§ Stated exercise: Locate every line in the records that contains the string "blue" and copy each such line in full. Case counts.

§ Raw data:
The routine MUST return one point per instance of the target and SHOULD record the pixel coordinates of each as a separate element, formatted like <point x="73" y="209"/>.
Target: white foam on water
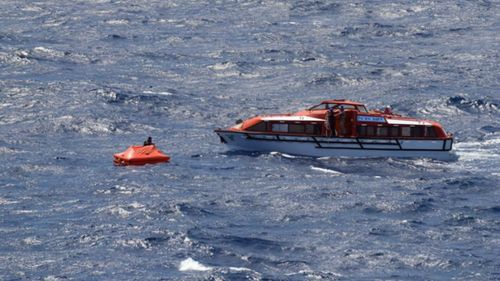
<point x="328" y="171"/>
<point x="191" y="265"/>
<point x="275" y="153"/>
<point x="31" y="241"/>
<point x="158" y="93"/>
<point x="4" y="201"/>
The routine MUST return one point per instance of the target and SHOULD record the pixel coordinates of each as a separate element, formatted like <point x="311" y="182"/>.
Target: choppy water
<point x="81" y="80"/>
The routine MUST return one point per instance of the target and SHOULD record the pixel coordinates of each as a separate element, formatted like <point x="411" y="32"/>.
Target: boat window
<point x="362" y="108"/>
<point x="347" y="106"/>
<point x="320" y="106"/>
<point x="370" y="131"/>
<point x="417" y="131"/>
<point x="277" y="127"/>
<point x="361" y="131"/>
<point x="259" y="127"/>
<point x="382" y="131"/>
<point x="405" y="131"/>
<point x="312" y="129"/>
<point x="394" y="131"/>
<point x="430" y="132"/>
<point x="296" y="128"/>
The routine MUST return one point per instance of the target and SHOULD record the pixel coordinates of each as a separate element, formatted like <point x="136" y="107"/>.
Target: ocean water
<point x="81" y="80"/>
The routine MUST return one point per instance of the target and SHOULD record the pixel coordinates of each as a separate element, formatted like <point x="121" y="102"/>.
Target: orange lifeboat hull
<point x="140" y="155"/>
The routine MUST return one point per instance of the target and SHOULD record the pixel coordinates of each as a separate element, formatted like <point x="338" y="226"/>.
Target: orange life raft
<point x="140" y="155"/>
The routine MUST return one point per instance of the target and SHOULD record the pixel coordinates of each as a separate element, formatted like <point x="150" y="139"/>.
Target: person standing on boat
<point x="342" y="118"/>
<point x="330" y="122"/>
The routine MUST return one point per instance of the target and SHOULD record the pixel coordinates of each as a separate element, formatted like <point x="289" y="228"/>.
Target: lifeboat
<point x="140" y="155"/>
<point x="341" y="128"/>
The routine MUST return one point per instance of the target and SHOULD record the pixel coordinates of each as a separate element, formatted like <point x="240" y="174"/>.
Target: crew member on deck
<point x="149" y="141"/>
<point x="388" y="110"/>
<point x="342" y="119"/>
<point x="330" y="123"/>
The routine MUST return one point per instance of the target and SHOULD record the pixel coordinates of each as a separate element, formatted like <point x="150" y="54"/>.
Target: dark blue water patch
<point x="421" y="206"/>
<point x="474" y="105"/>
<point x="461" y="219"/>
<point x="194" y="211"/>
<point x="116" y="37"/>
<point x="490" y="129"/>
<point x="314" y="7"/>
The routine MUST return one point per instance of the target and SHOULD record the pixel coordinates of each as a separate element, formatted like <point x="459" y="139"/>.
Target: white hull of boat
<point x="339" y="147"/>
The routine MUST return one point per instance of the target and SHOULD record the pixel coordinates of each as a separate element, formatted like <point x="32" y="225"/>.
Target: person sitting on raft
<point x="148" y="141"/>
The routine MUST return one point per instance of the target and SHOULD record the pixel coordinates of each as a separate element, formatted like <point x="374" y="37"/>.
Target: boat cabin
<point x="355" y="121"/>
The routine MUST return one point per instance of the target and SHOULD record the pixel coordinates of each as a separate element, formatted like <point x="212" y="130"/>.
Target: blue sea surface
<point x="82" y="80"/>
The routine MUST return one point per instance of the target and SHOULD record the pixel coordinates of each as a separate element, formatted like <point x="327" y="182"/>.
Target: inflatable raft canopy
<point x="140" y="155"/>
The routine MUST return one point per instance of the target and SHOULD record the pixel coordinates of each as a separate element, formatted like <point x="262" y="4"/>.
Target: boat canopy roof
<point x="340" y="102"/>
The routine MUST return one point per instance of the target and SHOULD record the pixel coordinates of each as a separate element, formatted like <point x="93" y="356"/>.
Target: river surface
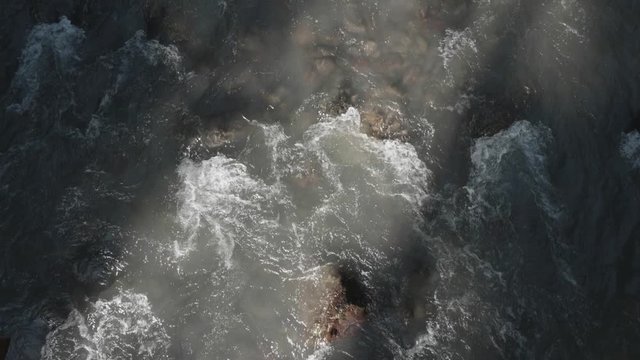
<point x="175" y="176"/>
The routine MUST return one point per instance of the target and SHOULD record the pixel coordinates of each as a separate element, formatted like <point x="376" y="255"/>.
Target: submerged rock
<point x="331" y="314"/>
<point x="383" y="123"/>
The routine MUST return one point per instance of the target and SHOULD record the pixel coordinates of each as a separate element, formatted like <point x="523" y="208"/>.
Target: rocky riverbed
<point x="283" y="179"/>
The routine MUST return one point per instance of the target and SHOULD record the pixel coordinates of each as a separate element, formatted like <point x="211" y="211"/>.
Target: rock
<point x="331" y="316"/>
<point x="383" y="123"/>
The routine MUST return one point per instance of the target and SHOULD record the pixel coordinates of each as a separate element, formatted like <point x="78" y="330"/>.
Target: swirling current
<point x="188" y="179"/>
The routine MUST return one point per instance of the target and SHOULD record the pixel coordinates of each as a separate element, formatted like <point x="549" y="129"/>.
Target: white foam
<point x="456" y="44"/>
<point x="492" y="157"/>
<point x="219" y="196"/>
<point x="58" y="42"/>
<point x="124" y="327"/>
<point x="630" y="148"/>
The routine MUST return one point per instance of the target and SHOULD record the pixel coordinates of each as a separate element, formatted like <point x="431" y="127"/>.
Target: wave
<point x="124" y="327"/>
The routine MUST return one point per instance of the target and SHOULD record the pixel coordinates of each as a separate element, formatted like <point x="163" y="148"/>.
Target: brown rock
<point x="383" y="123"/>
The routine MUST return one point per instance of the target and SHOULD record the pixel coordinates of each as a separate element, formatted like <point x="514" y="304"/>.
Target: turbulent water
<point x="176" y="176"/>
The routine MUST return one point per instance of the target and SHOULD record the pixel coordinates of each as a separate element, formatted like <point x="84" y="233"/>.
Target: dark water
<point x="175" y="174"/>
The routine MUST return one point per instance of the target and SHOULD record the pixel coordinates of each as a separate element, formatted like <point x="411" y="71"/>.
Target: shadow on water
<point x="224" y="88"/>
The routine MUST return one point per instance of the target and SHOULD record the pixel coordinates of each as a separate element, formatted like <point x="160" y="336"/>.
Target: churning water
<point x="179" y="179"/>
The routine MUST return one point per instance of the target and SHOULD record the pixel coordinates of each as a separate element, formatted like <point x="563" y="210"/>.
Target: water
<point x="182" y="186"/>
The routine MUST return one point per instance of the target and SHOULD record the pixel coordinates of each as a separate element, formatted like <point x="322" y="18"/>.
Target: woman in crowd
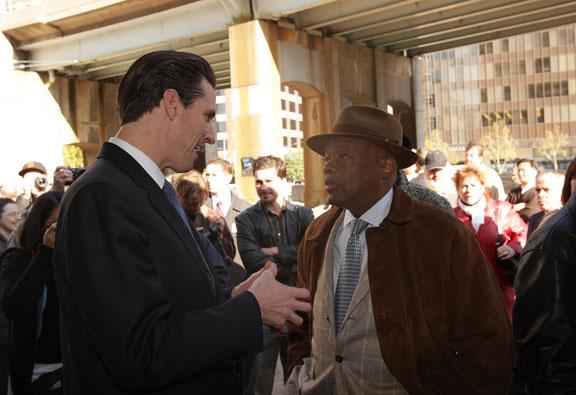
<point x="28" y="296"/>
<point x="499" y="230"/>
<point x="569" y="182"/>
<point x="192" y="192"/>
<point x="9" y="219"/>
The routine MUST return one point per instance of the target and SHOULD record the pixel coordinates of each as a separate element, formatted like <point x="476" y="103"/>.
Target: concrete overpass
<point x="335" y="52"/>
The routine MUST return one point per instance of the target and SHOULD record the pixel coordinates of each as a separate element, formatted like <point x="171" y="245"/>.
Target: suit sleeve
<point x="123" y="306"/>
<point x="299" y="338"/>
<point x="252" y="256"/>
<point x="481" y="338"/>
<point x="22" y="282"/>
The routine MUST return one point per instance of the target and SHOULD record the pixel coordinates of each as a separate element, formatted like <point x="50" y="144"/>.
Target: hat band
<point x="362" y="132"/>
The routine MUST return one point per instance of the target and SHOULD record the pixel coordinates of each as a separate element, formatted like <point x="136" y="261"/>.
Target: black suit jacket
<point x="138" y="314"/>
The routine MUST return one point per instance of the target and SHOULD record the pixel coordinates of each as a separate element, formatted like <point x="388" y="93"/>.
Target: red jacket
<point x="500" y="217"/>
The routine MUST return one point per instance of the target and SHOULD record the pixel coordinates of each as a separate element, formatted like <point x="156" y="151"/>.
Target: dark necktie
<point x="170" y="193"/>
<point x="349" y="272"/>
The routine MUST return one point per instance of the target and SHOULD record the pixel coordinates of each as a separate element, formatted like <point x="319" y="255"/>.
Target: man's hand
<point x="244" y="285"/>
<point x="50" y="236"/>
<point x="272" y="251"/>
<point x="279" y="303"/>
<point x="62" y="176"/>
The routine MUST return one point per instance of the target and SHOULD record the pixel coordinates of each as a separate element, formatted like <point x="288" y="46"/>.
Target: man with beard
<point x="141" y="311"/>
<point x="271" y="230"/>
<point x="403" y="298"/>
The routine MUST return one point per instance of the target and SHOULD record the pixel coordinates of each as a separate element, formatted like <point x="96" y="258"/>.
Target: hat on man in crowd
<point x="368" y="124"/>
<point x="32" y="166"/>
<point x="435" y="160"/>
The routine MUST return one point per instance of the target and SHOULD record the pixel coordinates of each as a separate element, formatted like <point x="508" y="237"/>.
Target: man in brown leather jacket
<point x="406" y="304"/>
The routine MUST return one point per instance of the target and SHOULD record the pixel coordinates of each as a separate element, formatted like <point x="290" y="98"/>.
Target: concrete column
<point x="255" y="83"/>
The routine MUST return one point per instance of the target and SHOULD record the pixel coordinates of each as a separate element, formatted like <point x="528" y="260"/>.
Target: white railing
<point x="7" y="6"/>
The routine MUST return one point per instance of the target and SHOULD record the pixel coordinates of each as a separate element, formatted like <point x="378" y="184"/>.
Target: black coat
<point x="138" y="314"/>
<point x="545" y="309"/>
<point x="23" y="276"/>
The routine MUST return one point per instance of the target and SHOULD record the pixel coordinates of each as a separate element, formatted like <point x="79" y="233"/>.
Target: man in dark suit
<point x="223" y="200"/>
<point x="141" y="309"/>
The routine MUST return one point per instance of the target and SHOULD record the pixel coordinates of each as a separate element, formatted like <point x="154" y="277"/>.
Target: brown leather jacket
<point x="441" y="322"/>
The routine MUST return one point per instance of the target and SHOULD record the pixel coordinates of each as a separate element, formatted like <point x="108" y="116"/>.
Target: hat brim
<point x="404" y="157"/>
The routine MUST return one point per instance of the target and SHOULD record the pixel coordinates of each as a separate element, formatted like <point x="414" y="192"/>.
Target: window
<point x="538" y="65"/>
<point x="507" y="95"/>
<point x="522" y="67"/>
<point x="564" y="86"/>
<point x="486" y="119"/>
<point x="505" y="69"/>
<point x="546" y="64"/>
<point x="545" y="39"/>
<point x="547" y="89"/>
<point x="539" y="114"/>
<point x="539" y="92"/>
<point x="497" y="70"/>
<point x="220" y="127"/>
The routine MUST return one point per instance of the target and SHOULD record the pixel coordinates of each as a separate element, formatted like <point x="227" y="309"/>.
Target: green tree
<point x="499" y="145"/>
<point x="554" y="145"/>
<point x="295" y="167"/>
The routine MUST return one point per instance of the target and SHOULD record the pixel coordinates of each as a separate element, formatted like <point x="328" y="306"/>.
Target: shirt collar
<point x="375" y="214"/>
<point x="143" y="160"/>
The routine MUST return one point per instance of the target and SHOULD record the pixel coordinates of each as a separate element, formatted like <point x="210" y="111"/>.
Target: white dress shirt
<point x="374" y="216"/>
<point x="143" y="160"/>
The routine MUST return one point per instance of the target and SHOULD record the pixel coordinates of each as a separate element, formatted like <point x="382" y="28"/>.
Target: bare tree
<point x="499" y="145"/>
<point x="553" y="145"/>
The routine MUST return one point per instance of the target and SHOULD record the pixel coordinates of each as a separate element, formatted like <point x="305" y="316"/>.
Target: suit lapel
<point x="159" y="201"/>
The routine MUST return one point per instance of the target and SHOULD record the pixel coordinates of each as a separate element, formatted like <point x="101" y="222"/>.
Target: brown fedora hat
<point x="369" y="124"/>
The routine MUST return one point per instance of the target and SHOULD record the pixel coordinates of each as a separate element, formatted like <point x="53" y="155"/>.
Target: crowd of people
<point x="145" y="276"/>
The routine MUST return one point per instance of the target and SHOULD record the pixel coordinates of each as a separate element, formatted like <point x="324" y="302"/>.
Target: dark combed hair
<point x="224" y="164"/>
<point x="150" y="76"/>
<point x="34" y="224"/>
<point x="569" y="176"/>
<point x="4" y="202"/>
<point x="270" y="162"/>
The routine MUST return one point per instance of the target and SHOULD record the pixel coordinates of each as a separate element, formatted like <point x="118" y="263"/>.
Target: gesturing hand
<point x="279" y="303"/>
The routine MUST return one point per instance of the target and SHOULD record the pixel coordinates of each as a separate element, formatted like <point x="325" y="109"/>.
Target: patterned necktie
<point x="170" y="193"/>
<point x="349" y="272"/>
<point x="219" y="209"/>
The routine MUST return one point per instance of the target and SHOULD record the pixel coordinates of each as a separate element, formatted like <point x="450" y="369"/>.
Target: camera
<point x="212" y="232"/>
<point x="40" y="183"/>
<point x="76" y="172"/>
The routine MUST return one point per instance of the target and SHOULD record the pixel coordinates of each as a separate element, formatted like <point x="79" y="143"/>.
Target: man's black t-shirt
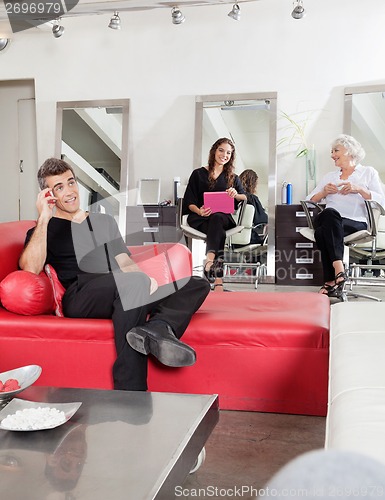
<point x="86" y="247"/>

§ Solution to this exercise:
Target: dark blue water patch
Target: blue sea surface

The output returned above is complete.